• [PROBLEM DETAILS] Retype the lines below exactly, but only those from the line that has "Q: Locate the chest" through the line that has "Q: Locate the bus passenger". Omit every picture.

[Collected data]

==========

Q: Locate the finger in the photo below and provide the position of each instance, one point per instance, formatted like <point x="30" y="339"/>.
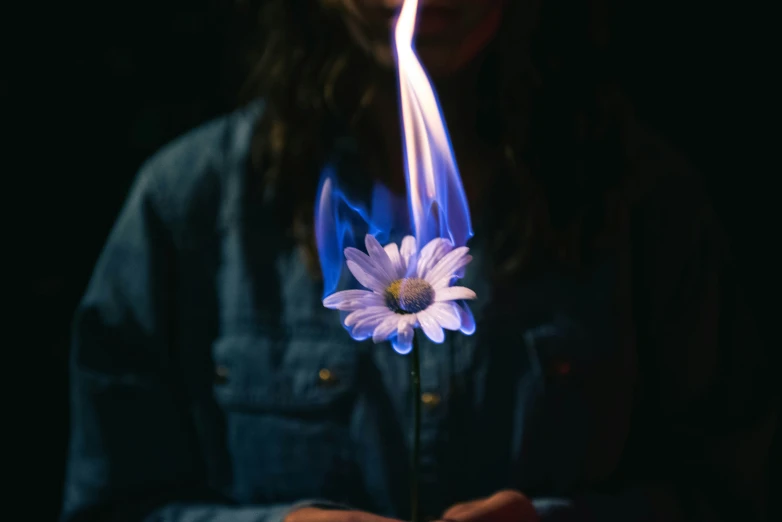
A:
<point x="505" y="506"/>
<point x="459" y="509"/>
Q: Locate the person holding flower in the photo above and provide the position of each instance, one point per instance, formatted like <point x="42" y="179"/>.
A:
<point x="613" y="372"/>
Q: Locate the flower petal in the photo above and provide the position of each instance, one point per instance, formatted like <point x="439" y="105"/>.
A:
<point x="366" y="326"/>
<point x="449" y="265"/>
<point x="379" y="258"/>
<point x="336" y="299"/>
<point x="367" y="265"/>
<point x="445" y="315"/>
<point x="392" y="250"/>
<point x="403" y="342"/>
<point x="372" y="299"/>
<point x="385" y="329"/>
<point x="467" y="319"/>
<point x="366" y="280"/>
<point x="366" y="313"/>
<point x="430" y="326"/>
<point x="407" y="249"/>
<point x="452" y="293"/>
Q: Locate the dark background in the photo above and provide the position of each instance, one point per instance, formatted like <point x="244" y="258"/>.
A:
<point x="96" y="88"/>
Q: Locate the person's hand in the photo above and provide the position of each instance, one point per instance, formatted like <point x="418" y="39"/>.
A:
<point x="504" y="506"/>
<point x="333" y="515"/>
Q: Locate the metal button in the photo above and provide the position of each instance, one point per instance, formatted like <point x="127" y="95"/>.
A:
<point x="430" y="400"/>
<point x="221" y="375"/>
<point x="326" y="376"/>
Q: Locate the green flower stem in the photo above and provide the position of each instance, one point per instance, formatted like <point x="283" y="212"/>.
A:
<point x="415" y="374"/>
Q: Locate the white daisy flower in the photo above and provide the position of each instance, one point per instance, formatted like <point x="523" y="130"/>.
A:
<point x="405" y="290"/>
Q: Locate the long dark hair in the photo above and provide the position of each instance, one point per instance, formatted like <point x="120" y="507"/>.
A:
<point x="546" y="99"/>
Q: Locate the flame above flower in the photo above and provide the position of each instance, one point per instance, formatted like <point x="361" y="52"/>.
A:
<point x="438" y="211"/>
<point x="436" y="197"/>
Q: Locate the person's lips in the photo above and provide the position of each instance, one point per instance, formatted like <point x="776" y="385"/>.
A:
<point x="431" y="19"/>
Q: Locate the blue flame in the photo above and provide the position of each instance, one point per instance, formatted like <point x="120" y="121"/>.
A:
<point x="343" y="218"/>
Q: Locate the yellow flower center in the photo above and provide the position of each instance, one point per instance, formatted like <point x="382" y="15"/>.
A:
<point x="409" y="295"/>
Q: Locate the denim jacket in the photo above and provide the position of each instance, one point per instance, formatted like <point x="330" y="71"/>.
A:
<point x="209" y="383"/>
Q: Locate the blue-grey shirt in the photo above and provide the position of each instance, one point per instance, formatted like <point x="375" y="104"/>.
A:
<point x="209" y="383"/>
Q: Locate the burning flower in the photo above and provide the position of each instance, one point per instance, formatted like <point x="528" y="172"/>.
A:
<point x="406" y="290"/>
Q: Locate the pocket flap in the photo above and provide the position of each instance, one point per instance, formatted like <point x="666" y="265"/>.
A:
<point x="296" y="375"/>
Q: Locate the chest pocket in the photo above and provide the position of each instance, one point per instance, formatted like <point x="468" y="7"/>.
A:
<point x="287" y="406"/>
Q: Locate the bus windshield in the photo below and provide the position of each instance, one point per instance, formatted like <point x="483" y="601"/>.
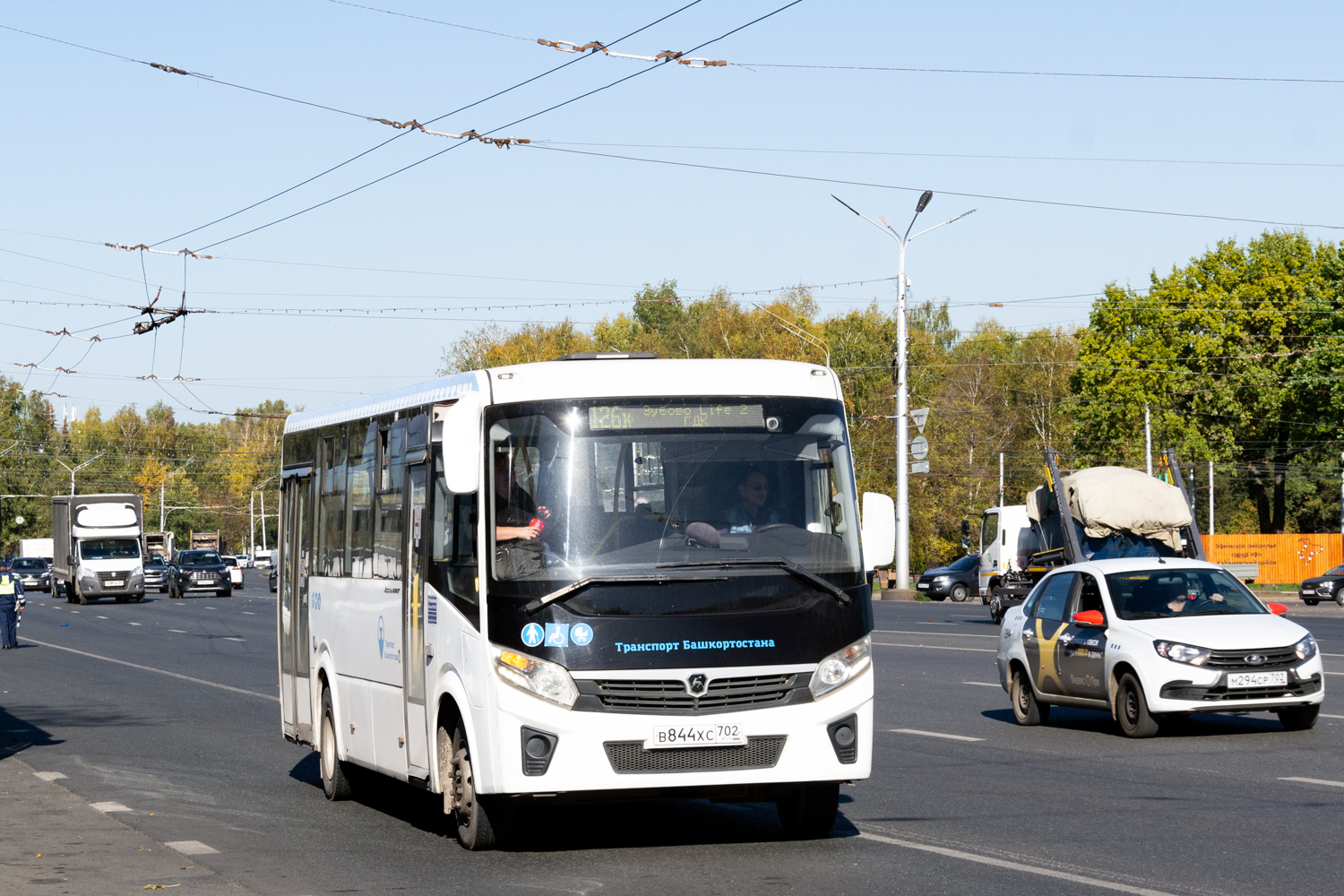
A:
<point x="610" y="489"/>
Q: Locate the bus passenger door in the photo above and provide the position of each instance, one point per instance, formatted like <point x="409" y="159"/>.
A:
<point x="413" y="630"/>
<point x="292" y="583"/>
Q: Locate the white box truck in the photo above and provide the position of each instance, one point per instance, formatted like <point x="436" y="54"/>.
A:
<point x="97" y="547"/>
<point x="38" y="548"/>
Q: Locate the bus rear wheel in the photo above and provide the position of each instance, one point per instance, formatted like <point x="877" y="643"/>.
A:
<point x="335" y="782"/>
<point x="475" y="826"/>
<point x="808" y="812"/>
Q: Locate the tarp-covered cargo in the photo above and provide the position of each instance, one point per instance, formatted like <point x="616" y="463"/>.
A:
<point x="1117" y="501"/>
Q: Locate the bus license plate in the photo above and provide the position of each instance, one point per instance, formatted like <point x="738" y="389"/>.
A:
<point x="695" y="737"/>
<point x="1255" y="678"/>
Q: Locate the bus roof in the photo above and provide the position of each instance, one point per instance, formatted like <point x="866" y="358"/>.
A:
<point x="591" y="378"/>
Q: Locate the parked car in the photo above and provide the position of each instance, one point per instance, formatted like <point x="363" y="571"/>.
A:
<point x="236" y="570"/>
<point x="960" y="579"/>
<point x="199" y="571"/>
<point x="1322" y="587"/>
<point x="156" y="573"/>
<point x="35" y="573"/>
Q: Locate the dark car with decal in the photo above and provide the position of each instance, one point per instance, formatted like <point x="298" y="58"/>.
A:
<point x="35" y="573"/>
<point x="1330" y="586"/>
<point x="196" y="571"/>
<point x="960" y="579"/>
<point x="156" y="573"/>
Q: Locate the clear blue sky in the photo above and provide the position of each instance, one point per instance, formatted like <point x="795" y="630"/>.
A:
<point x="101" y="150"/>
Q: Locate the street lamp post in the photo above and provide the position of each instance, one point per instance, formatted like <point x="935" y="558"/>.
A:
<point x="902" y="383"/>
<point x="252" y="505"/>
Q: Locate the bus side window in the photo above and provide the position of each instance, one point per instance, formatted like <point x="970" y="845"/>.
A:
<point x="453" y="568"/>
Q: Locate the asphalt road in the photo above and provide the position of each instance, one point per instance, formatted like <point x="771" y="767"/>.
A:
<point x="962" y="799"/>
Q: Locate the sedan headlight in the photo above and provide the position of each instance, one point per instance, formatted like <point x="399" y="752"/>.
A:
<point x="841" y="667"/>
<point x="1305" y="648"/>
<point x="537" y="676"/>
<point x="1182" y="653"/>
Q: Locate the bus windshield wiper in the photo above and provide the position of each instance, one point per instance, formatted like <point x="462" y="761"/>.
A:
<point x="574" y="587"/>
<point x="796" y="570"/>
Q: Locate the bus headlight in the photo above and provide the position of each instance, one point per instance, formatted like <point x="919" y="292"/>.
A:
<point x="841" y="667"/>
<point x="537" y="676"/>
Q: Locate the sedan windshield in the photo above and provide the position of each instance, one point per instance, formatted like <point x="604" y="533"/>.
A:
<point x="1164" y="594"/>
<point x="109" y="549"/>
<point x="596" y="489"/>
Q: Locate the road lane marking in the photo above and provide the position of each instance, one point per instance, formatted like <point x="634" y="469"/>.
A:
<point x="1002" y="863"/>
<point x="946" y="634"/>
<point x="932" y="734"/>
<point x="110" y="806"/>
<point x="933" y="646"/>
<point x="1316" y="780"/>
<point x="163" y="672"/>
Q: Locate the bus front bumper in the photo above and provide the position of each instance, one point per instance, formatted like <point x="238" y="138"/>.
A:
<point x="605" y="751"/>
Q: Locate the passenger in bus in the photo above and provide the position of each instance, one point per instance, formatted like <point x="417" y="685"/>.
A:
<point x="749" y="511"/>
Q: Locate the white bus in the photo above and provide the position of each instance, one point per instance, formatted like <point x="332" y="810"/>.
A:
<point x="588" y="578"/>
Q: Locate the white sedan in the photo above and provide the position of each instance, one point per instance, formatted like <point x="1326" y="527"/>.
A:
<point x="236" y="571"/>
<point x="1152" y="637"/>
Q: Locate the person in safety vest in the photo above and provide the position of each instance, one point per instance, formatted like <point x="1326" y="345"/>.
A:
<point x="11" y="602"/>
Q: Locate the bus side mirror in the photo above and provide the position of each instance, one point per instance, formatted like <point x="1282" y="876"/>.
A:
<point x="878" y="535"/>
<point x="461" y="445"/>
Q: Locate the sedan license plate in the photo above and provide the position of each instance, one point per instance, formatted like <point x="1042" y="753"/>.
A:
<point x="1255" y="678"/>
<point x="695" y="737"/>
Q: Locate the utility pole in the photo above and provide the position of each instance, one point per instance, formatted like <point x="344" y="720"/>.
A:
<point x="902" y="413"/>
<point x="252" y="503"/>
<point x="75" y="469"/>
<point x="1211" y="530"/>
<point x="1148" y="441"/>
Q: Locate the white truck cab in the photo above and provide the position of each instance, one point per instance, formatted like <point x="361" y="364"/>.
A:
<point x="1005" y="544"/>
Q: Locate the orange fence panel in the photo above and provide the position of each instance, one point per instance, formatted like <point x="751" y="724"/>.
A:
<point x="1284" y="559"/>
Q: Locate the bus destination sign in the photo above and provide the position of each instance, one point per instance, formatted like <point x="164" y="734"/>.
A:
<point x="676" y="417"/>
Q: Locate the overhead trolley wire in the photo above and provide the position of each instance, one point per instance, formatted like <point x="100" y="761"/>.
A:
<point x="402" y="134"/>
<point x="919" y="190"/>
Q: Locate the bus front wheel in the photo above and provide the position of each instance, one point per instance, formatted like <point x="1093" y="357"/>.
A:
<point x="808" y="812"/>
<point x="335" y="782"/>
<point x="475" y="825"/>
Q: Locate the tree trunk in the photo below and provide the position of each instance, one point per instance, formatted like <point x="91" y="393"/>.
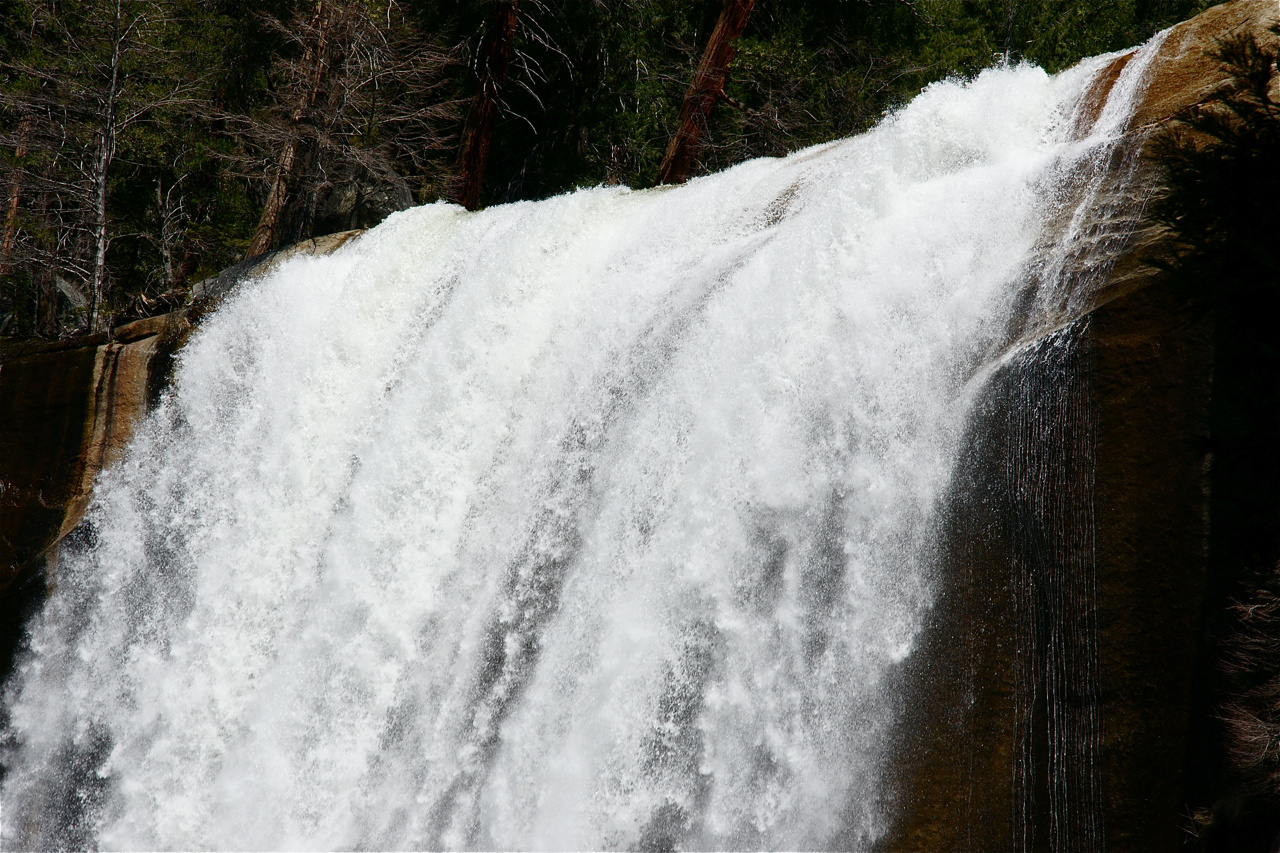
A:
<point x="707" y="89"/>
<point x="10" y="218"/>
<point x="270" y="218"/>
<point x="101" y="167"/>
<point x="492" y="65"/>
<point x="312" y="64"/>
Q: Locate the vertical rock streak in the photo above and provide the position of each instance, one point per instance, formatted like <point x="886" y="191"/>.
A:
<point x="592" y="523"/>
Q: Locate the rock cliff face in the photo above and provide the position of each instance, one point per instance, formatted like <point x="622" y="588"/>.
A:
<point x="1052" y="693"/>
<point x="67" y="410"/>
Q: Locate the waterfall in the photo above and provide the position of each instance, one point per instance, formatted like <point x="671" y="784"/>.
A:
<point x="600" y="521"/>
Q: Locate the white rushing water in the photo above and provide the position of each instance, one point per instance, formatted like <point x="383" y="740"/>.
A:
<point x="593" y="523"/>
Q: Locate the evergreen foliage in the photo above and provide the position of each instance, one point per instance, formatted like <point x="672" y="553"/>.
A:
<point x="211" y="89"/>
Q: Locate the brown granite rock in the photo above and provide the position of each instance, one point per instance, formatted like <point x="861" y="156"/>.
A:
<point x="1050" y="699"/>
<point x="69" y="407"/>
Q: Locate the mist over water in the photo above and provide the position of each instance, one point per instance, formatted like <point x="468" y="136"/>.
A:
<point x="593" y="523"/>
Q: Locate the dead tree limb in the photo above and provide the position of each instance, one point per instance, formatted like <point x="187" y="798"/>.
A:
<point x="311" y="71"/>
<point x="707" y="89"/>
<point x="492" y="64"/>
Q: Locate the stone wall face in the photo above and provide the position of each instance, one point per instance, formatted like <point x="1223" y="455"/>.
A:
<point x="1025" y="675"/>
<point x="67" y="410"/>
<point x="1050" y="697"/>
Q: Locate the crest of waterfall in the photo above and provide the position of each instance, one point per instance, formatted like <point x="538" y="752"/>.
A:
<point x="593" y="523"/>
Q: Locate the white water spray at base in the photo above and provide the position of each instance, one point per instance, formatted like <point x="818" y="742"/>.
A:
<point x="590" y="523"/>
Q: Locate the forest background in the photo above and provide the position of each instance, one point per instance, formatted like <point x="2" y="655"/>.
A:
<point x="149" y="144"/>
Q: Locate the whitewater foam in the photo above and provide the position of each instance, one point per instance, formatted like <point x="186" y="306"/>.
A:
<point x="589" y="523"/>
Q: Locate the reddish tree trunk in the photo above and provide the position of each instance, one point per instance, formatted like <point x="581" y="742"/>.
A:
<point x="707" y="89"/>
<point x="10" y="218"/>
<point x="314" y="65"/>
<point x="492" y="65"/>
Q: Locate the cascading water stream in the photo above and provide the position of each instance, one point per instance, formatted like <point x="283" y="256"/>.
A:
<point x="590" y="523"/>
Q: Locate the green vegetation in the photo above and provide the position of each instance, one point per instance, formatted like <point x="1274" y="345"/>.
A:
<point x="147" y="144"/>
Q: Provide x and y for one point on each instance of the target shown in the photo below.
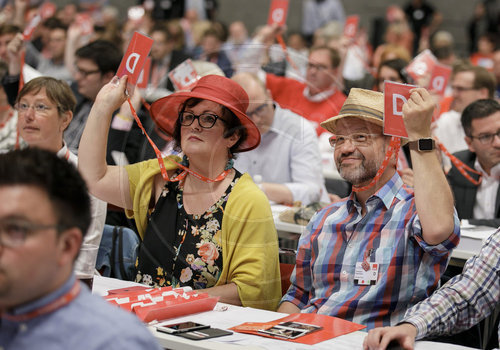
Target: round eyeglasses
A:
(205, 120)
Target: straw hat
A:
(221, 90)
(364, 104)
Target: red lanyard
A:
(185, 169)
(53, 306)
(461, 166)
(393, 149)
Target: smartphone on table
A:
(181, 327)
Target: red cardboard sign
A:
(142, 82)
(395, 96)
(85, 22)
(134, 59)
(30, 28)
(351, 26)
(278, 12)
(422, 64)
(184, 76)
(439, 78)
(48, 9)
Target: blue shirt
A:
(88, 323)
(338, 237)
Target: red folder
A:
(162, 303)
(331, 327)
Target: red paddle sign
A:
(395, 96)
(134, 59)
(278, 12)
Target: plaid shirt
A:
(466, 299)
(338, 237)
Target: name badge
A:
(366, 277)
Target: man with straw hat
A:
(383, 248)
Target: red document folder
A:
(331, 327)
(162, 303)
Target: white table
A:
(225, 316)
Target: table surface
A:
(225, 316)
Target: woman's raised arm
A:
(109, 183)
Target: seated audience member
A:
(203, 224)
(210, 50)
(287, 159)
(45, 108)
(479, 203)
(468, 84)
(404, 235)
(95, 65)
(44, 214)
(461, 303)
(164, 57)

==========

• [EXERCISE SOLUTION]
Q: Locate the chest pocket in the photo above and provide the position of each instance, one point per instance, formatted like <point x="468" y="7"/>.
A:
<point x="287" y="406"/>
Q: Locate the bus windshield in the photo below and provide the position of each instance, one point per instance, formatted like <point x="483" y="601"/>.
A:
<point x="610" y="489"/>
Q: Locate the bus passenger door in the photo above and provide the position of each instance, one point per instance, formatted like <point x="409" y="159"/>.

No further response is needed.